__Exercise task__. Copy all of the records below verbatim.

Shape boundary entries
==================================================

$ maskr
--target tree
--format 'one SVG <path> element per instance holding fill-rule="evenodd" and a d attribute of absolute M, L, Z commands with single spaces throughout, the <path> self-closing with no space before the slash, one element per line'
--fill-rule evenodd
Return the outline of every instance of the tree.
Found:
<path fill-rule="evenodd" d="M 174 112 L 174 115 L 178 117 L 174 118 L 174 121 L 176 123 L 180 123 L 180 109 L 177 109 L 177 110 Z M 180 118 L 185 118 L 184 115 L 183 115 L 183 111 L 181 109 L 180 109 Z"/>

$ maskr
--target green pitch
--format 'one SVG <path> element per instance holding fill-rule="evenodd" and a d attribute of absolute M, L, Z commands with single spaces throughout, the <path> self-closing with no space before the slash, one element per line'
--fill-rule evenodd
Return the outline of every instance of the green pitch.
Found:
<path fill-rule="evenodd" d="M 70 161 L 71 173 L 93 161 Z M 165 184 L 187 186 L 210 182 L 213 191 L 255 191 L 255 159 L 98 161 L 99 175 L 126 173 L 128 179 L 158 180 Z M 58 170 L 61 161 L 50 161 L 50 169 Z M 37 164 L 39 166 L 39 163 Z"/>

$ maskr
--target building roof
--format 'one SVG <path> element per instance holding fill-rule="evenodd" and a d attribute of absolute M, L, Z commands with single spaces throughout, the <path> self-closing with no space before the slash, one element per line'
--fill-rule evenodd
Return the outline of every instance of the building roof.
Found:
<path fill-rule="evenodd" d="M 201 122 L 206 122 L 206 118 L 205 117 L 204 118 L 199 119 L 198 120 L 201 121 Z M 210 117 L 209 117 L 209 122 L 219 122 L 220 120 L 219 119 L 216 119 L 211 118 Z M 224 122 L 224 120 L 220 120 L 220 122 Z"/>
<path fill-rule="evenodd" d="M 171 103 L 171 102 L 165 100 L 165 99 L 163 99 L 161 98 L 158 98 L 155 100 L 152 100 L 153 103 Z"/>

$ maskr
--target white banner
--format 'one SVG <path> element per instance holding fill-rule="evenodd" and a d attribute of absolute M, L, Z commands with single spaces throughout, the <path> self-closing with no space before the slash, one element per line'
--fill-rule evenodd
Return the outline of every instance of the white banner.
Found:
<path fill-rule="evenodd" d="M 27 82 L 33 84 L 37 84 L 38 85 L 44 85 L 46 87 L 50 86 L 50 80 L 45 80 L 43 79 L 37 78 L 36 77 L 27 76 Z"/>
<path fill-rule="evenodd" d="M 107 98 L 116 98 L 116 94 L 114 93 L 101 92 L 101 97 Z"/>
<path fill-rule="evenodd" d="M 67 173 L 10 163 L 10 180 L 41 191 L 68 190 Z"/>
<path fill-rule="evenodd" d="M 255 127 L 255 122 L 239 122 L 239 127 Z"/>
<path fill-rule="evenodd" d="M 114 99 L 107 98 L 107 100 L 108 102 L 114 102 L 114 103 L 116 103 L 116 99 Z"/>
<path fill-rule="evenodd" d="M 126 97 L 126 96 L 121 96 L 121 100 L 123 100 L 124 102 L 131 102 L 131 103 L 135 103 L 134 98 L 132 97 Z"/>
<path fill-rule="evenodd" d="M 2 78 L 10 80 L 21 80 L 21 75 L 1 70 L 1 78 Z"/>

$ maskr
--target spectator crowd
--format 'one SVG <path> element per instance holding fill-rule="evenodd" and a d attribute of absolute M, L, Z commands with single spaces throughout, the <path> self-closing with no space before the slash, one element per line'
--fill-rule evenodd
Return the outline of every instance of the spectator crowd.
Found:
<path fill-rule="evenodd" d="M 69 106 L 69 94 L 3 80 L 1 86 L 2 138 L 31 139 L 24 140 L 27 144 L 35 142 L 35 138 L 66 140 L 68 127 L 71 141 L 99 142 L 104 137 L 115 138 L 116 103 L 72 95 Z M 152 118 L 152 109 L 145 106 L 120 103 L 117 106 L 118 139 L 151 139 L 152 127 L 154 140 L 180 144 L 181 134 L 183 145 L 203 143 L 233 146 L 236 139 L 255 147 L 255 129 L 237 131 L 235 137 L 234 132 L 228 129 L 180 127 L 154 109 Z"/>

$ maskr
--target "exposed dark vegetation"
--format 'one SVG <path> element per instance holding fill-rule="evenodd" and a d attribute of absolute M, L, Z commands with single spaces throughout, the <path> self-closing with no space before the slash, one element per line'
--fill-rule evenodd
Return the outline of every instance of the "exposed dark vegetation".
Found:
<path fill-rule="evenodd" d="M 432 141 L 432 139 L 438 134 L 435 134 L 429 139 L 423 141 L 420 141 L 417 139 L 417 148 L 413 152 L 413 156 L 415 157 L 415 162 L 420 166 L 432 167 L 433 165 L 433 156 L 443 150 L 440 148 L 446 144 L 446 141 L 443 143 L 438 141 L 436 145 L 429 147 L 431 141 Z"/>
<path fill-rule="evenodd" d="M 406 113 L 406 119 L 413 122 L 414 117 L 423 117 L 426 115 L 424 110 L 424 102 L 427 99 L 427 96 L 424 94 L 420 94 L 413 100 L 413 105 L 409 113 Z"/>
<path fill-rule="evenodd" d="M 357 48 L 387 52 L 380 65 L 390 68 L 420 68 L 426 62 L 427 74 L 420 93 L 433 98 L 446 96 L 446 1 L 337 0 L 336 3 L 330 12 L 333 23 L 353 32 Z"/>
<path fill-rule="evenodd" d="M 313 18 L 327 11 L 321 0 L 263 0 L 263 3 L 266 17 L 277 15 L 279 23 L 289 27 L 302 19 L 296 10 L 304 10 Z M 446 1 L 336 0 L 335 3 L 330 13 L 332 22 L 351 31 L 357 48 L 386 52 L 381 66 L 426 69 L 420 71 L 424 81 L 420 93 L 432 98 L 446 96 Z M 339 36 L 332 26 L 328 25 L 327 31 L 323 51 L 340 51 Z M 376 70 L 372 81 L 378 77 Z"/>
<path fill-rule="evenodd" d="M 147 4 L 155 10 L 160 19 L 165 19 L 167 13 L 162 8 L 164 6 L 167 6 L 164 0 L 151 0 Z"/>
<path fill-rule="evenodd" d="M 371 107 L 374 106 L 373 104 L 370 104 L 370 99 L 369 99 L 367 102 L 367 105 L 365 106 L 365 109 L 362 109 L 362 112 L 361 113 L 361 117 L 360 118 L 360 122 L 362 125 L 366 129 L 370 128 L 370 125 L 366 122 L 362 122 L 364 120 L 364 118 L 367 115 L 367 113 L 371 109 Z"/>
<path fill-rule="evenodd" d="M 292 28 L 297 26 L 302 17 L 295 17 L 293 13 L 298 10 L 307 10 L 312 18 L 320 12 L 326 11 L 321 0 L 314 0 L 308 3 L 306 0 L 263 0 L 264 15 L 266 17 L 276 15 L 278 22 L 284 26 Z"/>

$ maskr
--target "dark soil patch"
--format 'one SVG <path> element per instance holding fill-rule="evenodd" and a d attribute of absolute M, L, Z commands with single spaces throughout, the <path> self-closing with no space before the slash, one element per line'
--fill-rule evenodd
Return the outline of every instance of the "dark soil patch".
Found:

==================================================

__Reply to the exercise__.
$ maskr
--target tree
--format 'one SVG <path> element per instance holding fill-rule="evenodd" and a d attribute of absolute M, L, Z commands with single spaces throughout, the <path> self-closing with no space before the slash, one element per line'
--fill-rule evenodd
Return the outline of every instance of the tree.
Found:
<path fill-rule="evenodd" d="M 174 112 L 174 115 L 178 117 L 174 118 L 174 121 L 176 123 L 180 123 L 180 109 L 177 109 L 177 110 Z M 180 118 L 185 118 L 184 115 L 183 115 L 183 111 L 181 109 L 180 109 Z"/>

$ maskr
--target green pitch
--format 'one SVG <path> element per instance holding fill-rule="evenodd" and a d attribute of absolute M, L, Z commands with single spaces throughout, the <path> self-closing with no space before the slash, one element per line'
--fill-rule evenodd
Return the outline of every instance of the green pitch.
Found:
<path fill-rule="evenodd" d="M 70 161 L 71 173 L 93 161 Z M 165 184 L 187 186 L 210 182 L 213 191 L 255 191 L 255 159 L 98 161 L 99 175 L 126 173 L 128 179 L 158 180 Z M 58 170 L 61 161 L 50 161 L 50 169 Z M 37 164 L 39 166 L 39 163 Z"/>

$ maskr
--target building roof
--format 'one SVG <path> element per instance holding fill-rule="evenodd" and a d attribute of absolute M, L, Z commands with single spaces throughout, the <path> self-closing with no space before the slash, one element per line'
--fill-rule evenodd
Return the outline of every instance of the building roof.
Found:
<path fill-rule="evenodd" d="M 201 122 L 206 122 L 206 118 L 205 117 L 204 118 L 199 119 L 198 120 L 201 121 Z M 210 117 L 209 117 L 209 122 L 219 122 L 220 120 L 219 119 L 216 119 L 211 118 Z M 224 122 L 224 120 L 220 120 L 220 122 Z"/>
<path fill-rule="evenodd" d="M 171 103 L 171 102 L 165 100 L 165 99 L 163 99 L 161 98 L 158 98 L 155 100 L 152 100 L 153 103 Z"/>

$ maskr
--target white banner
--format 'one SVG <path> element per instance holding fill-rule="evenodd" and a d attribute of absolute M, L, Z commands with single spaces throughout, the <path> self-closing with no space before the slash, one element per line'
--fill-rule evenodd
Return the outline of every instance of the white banner.
Found:
<path fill-rule="evenodd" d="M 27 82 L 33 84 L 37 84 L 38 85 L 44 85 L 46 87 L 50 86 L 50 80 L 45 80 L 43 79 L 37 78 L 36 77 L 27 76 Z"/>
<path fill-rule="evenodd" d="M 107 98 L 116 98 L 116 94 L 114 93 L 101 92 L 101 97 Z"/>
<path fill-rule="evenodd" d="M 67 173 L 10 163 L 10 180 L 41 191 L 68 190 Z"/>
<path fill-rule="evenodd" d="M 255 127 L 255 122 L 239 122 L 239 127 Z"/>
<path fill-rule="evenodd" d="M 114 99 L 107 98 L 107 100 L 108 102 L 114 102 L 114 103 L 116 103 L 116 99 Z"/>
<path fill-rule="evenodd" d="M 126 97 L 126 96 L 121 96 L 121 100 L 123 100 L 124 102 L 131 102 L 131 103 L 135 103 L 134 98 L 132 97 Z"/>
<path fill-rule="evenodd" d="M 2 78 L 10 80 L 21 80 L 21 75 L 1 70 L 1 78 Z"/>

$ maskr
--target spectator crowd
--format 'one SVG <path> element per instance holding fill-rule="evenodd" and a d attribute of absolute M, L, Z commands with single spaces throughout, the <path> self-closing with no space before the slash, one element per line'
--fill-rule evenodd
Return the outline of every instance of the spectator crowd.
Found:
<path fill-rule="evenodd" d="M 69 106 L 69 94 L 3 80 L 1 86 L 2 138 L 31 139 L 24 140 L 27 144 L 35 142 L 35 138 L 66 140 L 68 127 L 71 141 L 99 142 L 104 137 L 115 138 L 116 103 L 72 95 Z M 152 118 L 152 109 L 145 106 L 120 103 L 117 106 L 118 139 L 151 139 L 152 127 L 154 140 L 180 144 L 181 134 L 183 145 L 203 143 L 233 146 L 236 139 L 255 147 L 255 129 L 237 131 L 235 137 L 234 132 L 228 129 L 180 127 L 154 109 Z"/>

$ maskr
--target "exposed dark vegetation"
--format 'one SVG <path> element per instance holding fill-rule="evenodd" and a d attribute of absolute M, L, Z commands with single spaces throughout, the <path> self-closing with no space before the slash, one element per line'
--fill-rule evenodd
Return the outline of every instance of the "exposed dark vegetation".
Found:
<path fill-rule="evenodd" d="M 432 141 L 432 139 L 438 134 L 435 134 L 429 139 L 423 141 L 420 141 L 417 139 L 417 148 L 413 152 L 413 156 L 415 157 L 415 162 L 420 166 L 432 167 L 433 165 L 433 156 L 443 150 L 440 148 L 446 144 L 446 141 L 443 143 L 438 141 L 436 145 L 429 147 L 431 141 Z"/>
<path fill-rule="evenodd" d="M 406 113 L 406 119 L 413 122 L 414 117 L 423 117 L 426 115 L 424 110 L 424 102 L 427 99 L 427 96 L 424 94 L 420 94 L 413 100 L 413 105 L 409 113 Z"/>
<path fill-rule="evenodd" d="M 357 48 L 387 52 L 380 65 L 390 68 L 420 68 L 426 62 L 427 74 L 420 93 L 433 98 L 446 96 L 446 1 L 337 0 L 336 3 L 330 12 L 333 23 L 353 32 Z"/>
<path fill-rule="evenodd" d="M 313 18 L 327 11 L 321 0 L 263 0 L 263 3 L 266 17 L 277 15 L 279 23 L 289 27 L 302 19 L 296 10 L 304 10 Z M 446 1 L 336 0 L 335 3 L 330 13 L 332 22 L 351 31 L 357 48 L 386 52 L 381 66 L 426 69 L 420 71 L 424 81 L 420 93 L 432 98 L 446 96 Z M 339 36 L 332 26 L 328 25 L 327 31 L 323 51 L 340 51 Z M 376 70 L 372 81 L 378 77 Z"/>
<path fill-rule="evenodd" d="M 147 4 L 155 10 L 160 19 L 165 19 L 167 13 L 162 8 L 164 6 L 167 6 L 164 0 L 151 0 Z"/>
<path fill-rule="evenodd" d="M 371 107 L 374 106 L 373 104 L 370 104 L 370 99 L 369 99 L 367 102 L 367 105 L 365 106 L 365 109 L 362 109 L 362 112 L 361 113 L 361 117 L 360 118 L 360 122 L 362 125 L 366 129 L 370 128 L 370 125 L 366 122 L 362 122 L 364 120 L 364 118 L 367 115 L 367 113 L 371 109 Z"/>
<path fill-rule="evenodd" d="M 292 28 L 297 26 L 302 17 L 295 17 L 293 13 L 298 10 L 307 10 L 312 18 L 320 12 L 326 11 L 321 0 L 314 0 L 308 3 L 306 0 L 263 0 L 264 15 L 266 17 L 276 15 L 278 22 L 284 26 Z"/>

$ maskr
--target "dark soil patch"
--format 'one SVG <path> element per instance holding fill-rule="evenodd" and a d attribute of absolute M, L, Z commands with single spaces throughout, the <path> self-closing with no space before the slash, one element per line'
--fill-rule evenodd
Return the outline of every instance of the "dark soil patch".
Found:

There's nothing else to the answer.